▶ TASKS TO PERFORM
- a) In the records, copy the lines from the one containing "Objective: for every instance of the white charging" through the one containing "Target: white charging station", including both of those lines.
- b) Continue the mailing-list thread about fixing the page table walker on s390 from the point where it stops.

On Wed, 2009-03-11 at 14:49 +0100, Martin Schwidefsky wrote:
> From: Martin Schwidefsky <[email protected]>
>
> On s390 the /proc/pid/pagemap interface is currently broken. This is
> caused by the unconditional loop over all pgd/pud entries as specified
> by the address range passed to walk_page_range. The tricky bit here
> is that the pgd++ in the outer loop may only be done if the page table
> really has 4 levels. For the pud++ in the second loop the page table needs
> to have at least 3 levels. With the dynamic page tables on s390 we can have
> page tables with 2, 3 or 4 levels. Which means that the pgd and/or the
> pud pointer can get out-of-bounds causing all kinds of mayhem.

Not sure why this should be a problem without delving into the S390
code. After all, x86 has 2, 3, or 4 levels as well (at compile time) in
a way that's transparent to the walker.

> The proposed solution is to fast-forward over the hole between the start
> address and the first vma and the hole between the last vma and the end
> address. The pgd/pud/pmd/pte loops are used only for the address range
> between the first and last vma. This guarantees that the page table
> pointers stay in range for s390. For the other architectures this is
> a small optimization.

I've gone to lengths to keep VMAs out of the equation, so I can't say
I'm excited about this solution.

--
http://selenic.com : development and support for Mercurial and Linux

2009-03-12 08:37:08

by Martin Schwidefsky

[permalink] [raw]
Subject: Re: [PATCH] fix/improve generic page table walker

On Wed, 11 Mar 2009 12:24:23 -0500
Matt Mackall <[email protected]> wrote:

> On Wed, 2009-03-11 at 14:49 +0100, Martin Schwidefsky wrote:
> > From: Martin Schwidefsky <[email protected]>
> >
> > On s390 the /proc/pid/pagemap interface is currently broken. This is
> > caused by the unconditional loop over all pgd/pud entries as specified
> > by the address range passed to walk_page_range. The tricky bit here
> > is that the pgd++ in the outer loop may only be done if the page table
> > really has 4 levels. For the pud++ in the second loop the page table needs
> > to have at least 3 levels. With the dynamic page tables on s390 we can have
> > page tables with 2, 3 or 4 levels. Which means that the pgd and/or the
> > pud pointer can get out-of-bounds causing all kinds of mayhem.
>
> Not sure why this should be a problem without delving into the S390
> code. After all, x86 has 2, 3, or 4 levels as well (at compile time) in
> a way that's transparent to the walker.

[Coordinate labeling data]

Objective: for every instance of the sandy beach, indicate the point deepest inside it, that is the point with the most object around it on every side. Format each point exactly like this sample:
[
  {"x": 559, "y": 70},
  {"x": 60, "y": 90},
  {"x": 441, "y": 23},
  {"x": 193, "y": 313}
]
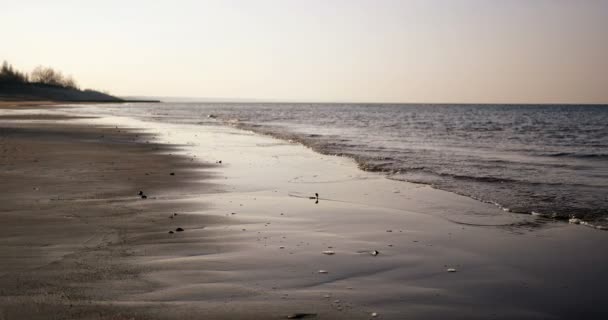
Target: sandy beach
[{"x": 77, "y": 241}]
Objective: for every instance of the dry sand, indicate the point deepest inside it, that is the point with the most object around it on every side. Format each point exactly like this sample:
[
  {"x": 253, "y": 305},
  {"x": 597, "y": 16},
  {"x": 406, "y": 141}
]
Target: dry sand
[{"x": 78, "y": 243}]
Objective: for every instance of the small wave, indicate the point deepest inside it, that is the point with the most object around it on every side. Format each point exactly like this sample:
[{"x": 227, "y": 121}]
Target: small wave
[{"x": 575, "y": 155}]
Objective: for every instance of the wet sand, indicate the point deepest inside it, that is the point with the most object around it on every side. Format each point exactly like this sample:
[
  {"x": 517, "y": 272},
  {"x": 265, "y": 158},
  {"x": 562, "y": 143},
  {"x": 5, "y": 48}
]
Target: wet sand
[{"x": 85, "y": 246}]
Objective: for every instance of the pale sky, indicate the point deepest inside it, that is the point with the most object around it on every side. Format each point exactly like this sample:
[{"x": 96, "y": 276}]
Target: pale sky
[{"x": 510, "y": 51}]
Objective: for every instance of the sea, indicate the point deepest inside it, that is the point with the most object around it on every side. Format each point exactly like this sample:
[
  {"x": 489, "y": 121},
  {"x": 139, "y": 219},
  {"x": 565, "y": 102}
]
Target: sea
[{"x": 547, "y": 160}]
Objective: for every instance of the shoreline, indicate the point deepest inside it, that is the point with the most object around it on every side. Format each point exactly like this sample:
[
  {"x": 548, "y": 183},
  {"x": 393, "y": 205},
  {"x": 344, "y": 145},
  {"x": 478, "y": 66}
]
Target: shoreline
[{"x": 263, "y": 261}]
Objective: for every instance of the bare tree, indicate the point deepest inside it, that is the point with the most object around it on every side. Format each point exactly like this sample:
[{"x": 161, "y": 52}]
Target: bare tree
[{"x": 46, "y": 75}]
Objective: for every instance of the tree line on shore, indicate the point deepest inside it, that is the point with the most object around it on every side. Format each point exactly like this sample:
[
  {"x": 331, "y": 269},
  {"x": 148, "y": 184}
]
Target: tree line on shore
[{"x": 40, "y": 75}]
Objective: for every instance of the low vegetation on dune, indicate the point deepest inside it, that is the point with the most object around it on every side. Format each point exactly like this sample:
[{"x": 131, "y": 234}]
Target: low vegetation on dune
[{"x": 44, "y": 83}]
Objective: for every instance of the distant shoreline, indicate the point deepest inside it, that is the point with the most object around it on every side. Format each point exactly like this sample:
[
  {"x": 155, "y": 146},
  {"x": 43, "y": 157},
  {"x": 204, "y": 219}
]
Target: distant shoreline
[{"x": 16, "y": 92}]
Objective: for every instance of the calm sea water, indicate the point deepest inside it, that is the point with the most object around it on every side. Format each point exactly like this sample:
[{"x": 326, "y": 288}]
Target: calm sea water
[{"x": 548, "y": 159}]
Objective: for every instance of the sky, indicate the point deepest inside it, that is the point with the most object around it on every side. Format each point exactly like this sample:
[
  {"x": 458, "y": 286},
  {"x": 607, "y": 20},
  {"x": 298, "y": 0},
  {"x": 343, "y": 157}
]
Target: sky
[{"x": 453, "y": 51}]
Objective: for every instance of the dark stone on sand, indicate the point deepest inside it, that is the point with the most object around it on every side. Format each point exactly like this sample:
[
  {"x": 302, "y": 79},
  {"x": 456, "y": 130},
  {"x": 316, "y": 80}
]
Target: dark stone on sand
[{"x": 302, "y": 316}]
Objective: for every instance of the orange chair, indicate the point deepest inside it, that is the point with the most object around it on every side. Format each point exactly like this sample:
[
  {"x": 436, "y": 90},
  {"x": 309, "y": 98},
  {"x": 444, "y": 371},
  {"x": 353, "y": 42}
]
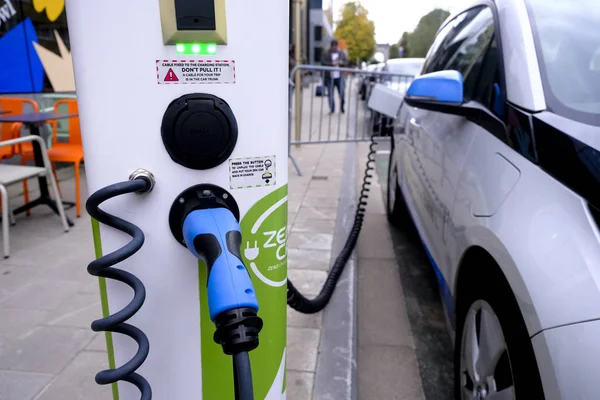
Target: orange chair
[
  {"x": 8, "y": 130},
  {"x": 69, "y": 152}
]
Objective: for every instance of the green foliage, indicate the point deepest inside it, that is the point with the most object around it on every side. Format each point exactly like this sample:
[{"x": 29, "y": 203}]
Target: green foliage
[
  {"x": 417, "y": 43},
  {"x": 357, "y": 31}
]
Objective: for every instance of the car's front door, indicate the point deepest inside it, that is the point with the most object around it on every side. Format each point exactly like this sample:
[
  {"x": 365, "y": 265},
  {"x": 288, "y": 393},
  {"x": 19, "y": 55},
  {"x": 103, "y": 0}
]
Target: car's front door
[{"x": 440, "y": 141}]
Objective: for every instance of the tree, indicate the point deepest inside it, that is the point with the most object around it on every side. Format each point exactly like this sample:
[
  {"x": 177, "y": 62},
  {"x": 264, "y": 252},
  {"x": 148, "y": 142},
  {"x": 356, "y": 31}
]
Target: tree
[
  {"x": 357, "y": 31},
  {"x": 418, "y": 42}
]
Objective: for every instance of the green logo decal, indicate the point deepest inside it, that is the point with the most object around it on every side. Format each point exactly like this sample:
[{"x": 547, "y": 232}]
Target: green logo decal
[{"x": 264, "y": 252}]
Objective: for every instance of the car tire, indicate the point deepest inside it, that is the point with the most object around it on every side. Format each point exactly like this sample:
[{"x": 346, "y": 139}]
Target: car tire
[
  {"x": 396, "y": 210},
  {"x": 488, "y": 317}
]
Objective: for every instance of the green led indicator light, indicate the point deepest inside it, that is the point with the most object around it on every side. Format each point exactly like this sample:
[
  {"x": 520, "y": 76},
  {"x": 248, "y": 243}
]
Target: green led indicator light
[{"x": 207, "y": 49}]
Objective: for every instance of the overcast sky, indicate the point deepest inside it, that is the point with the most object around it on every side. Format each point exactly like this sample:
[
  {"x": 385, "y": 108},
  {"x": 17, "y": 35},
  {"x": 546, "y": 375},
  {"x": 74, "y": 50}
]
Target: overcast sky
[{"x": 392, "y": 17}]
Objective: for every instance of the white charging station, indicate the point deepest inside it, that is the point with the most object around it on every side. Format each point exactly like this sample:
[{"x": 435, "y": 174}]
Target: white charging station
[{"x": 132, "y": 60}]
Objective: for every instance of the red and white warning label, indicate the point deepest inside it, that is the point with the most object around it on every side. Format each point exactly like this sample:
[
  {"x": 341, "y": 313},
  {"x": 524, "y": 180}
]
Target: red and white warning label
[{"x": 195, "y": 71}]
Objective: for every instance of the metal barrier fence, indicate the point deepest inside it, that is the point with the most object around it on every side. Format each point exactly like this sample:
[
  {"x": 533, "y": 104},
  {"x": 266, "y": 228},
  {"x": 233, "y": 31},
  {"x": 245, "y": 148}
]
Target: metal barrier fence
[{"x": 326, "y": 110}]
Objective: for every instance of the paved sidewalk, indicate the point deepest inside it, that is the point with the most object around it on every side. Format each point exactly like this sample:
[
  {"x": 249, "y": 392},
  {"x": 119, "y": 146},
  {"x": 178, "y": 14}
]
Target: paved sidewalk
[
  {"x": 48, "y": 300},
  {"x": 387, "y": 362}
]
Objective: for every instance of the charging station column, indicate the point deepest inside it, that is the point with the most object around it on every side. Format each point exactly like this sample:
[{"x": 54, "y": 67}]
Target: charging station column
[{"x": 196, "y": 93}]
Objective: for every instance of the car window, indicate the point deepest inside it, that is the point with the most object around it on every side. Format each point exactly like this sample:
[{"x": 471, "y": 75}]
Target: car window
[
  {"x": 475, "y": 39},
  {"x": 568, "y": 50},
  {"x": 448, "y": 41},
  {"x": 412, "y": 68},
  {"x": 488, "y": 88}
]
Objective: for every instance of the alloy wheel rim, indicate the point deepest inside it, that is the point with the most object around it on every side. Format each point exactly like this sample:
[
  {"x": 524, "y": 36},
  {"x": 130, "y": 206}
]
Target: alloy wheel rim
[{"x": 485, "y": 368}]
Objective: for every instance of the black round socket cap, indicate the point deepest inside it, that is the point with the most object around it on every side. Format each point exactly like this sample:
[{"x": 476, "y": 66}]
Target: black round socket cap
[{"x": 199, "y": 131}]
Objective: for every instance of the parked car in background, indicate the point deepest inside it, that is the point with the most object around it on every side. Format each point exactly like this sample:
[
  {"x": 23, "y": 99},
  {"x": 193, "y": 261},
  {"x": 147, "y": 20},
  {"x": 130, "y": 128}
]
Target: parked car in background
[
  {"x": 405, "y": 70},
  {"x": 496, "y": 161},
  {"x": 369, "y": 80}
]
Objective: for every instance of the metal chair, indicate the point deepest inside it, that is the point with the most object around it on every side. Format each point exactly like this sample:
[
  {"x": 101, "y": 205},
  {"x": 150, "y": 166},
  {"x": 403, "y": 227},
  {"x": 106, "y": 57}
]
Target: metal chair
[{"x": 10, "y": 174}]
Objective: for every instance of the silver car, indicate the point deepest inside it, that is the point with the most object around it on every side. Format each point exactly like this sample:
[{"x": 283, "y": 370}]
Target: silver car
[{"x": 496, "y": 161}]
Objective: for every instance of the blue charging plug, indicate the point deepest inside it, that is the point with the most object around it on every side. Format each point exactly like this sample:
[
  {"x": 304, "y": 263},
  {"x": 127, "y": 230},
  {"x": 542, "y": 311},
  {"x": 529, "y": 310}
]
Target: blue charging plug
[{"x": 214, "y": 235}]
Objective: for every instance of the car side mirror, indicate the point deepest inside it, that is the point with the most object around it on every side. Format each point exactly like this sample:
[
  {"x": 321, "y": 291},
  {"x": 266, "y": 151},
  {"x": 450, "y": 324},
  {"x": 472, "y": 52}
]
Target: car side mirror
[{"x": 441, "y": 91}]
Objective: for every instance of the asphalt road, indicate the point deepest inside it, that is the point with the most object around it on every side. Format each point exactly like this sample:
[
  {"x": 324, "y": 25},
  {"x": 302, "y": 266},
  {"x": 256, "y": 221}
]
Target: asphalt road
[{"x": 434, "y": 349}]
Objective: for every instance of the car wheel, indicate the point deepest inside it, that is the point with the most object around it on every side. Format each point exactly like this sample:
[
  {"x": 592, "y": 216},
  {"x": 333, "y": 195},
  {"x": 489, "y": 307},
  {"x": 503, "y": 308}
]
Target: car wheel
[
  {"x": 493, "y": 358},
  {"x": 397, "y": 212}
]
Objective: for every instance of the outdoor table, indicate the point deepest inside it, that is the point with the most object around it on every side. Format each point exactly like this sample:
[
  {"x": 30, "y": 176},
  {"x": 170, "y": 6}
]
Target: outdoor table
[{"x": 33, "y": 121}]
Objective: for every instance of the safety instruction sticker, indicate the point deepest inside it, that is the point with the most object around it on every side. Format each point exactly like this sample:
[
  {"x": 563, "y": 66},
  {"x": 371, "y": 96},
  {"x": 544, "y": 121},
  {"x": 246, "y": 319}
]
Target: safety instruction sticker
[
  {"x": 195, "y": 71},
  {"x": 251, "y": 172}
]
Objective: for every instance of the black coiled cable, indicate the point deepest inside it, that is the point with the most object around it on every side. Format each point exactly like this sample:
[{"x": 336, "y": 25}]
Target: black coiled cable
[
  {"x": 310, "y": 306},
  {"x": 103, "y": 267}
]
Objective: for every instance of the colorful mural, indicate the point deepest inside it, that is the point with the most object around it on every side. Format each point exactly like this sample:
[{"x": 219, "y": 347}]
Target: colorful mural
[{"x": 34, "y": 47}]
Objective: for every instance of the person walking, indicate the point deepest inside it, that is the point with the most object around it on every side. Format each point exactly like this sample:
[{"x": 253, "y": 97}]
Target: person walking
[{"x": 334, "y": 57}]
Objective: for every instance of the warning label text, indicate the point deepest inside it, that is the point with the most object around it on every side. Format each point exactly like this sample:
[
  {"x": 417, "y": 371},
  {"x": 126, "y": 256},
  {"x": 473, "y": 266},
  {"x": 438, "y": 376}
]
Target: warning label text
[
  {"x": 198, "y": 72},
  {"x": 251, "y": 172}
]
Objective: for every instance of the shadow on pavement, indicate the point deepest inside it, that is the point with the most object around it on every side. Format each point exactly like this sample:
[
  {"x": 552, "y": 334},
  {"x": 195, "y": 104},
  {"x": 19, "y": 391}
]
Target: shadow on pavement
[{"x": 433, "y": 345}]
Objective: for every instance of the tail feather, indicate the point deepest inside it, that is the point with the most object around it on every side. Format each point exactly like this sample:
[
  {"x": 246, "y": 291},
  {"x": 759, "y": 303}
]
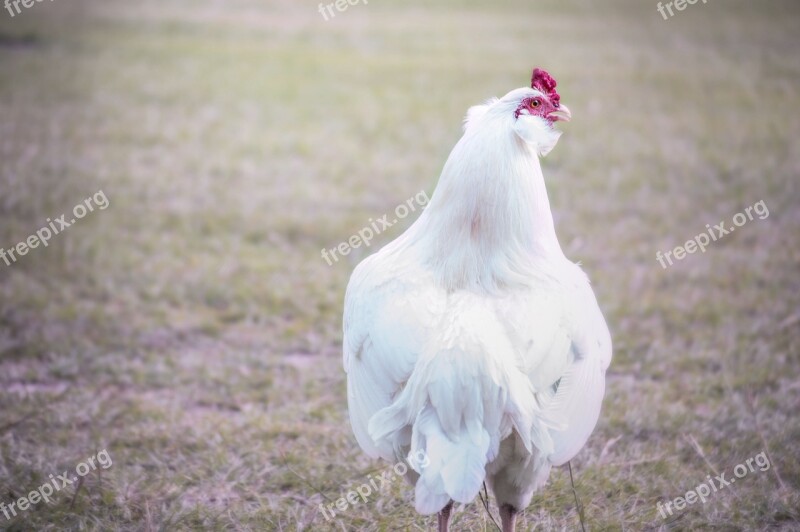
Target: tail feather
[{"x": 460, "y": 406}]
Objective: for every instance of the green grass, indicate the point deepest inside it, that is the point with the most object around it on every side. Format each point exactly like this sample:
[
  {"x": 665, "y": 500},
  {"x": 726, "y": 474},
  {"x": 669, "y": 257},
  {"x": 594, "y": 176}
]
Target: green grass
[{"x": 193, "y": 330}]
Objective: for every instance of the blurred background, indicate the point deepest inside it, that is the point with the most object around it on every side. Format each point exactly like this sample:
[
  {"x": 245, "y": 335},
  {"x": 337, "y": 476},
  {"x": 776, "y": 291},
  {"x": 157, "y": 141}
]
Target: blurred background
[{"x": 192, "y": 330}]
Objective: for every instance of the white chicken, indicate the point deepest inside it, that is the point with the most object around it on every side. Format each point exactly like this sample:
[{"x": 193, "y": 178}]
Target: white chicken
[{"x": 471, "y": 338}]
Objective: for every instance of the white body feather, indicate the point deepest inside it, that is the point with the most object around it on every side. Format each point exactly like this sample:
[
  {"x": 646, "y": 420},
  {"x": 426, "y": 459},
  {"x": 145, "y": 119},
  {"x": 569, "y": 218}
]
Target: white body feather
[{"x": 471, "y": 337}]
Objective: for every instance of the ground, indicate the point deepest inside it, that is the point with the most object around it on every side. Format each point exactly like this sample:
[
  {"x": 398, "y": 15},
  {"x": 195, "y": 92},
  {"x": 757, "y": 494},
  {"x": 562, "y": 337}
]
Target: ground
[{"x": 192, "y": 330}]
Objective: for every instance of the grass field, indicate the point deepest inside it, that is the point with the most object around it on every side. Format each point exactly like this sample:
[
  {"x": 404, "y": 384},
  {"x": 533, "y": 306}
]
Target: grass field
[{"x": 192, "y": 330}]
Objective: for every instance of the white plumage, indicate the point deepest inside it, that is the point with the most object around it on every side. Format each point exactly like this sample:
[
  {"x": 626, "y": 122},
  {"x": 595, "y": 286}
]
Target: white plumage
[{"x": 471, "y": 337}]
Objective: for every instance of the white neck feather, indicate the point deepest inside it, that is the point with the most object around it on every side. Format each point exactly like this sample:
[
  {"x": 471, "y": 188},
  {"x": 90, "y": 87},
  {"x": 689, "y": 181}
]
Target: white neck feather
[{"x": 489, "y": 224}]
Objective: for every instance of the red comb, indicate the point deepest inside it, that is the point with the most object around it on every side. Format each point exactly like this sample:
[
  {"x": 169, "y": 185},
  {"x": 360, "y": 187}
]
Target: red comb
[{"x": 544, "y": 82}]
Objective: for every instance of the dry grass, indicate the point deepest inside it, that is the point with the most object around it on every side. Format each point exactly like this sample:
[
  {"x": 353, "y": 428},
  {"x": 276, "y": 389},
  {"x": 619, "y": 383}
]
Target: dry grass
[{"x": 193, "y": 330}]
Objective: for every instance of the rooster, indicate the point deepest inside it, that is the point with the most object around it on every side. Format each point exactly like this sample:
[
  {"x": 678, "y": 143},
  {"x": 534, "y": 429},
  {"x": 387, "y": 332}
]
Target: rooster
[{"x": 471, "y": 339}]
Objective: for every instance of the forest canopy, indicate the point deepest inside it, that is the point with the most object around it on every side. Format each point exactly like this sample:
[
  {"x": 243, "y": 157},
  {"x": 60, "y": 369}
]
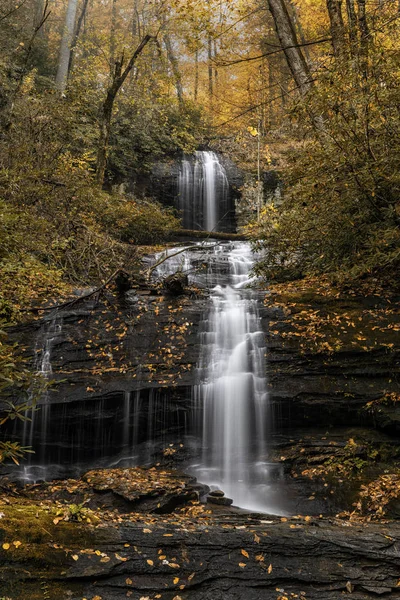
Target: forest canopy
[{"x": 93, "y": 93}]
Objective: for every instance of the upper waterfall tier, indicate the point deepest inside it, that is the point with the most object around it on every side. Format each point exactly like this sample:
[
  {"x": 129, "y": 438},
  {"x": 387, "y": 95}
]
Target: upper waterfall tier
[{"x": 203, "y": 192}]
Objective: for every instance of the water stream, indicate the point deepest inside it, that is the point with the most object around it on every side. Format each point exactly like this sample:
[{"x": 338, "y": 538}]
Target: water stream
[{"x": 203, "y": 192}]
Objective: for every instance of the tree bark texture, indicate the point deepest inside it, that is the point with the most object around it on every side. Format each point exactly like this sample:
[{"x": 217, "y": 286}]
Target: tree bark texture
[
  {"x": 288, "y": 39},
  {"x": 336, "y": 26},
  {"x": 65, "y": 48},
  {"x": 174, "y": 66},
  {"x": 105, "y": 120}
]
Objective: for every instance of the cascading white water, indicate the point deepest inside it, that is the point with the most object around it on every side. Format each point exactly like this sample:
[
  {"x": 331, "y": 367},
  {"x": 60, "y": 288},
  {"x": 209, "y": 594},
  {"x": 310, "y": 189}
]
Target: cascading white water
[
  {"x": 232, "y": 393},
  {"x": 202, "y": 191},
  {"x": 231, "y": 396}
]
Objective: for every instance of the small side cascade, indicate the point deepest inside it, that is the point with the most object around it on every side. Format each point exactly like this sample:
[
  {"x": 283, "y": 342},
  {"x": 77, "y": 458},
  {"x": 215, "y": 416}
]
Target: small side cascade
[
  {"x": 39, "y": 418},
  {"x": 203, "y": 192}
]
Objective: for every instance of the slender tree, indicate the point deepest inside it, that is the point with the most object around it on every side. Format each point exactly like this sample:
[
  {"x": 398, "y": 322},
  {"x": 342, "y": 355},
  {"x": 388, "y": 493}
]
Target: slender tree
[
  {"x": 336, "y": 26},
  {"x": 119, "y": 76},
  {"x": 288, "y": 39},
  {"x": 65, "y": 48}
]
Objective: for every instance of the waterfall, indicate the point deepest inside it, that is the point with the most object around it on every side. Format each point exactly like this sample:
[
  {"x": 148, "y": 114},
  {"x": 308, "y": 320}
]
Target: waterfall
[
  {"x": 203, "y": 192},
  {"x": 231, "y": 412},
  {"x": 231, "y": 395}
]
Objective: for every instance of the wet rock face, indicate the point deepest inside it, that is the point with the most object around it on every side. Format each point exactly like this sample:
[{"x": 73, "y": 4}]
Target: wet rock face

▶ ANSWERS TO THE EXERCISE
- a)
Objective: for every instance of the white charging station, indicate the point deepest inside it, that is the point with the most object around it on every side. Format each point exactly like this sample:
[{"x": 435, "y": 174}]
Target: white charging station

- b)
Its hard to understand without looking at the s390 details. The main
difference between x86 and s390 in that respect is that on s390 the
number of page table levels is determined at runtime on a per process
basis. A compat process uses 2 levels, a 64 bit process starts with 3
levels and can "upgrade" to 4 levels if something gets mapped above
4TB. Which means that a *pgd can point to a region-second (2**53 bytes),
a region-third (2**42 bytes) or a segment table (2**31 bytes), a *pud
can point to a region-third or a segment table. The page table
primitives know about this semantic, in particular pud_offset and
pmd_offset check the type of the page table pointed to by *pgd and *pud
and do nothing with the pointer if it is a lower level page table.
The only operation I can not "patch" is the pgd++/pud++ operation.
The current implementation requires that the address bits of the
non-existent higher order page tables in the page table walkers are
zero. This is where the vmas come into play. If there is a vma then is
it guaranteed that all the levels to cover the addresses in the vma are
allocated.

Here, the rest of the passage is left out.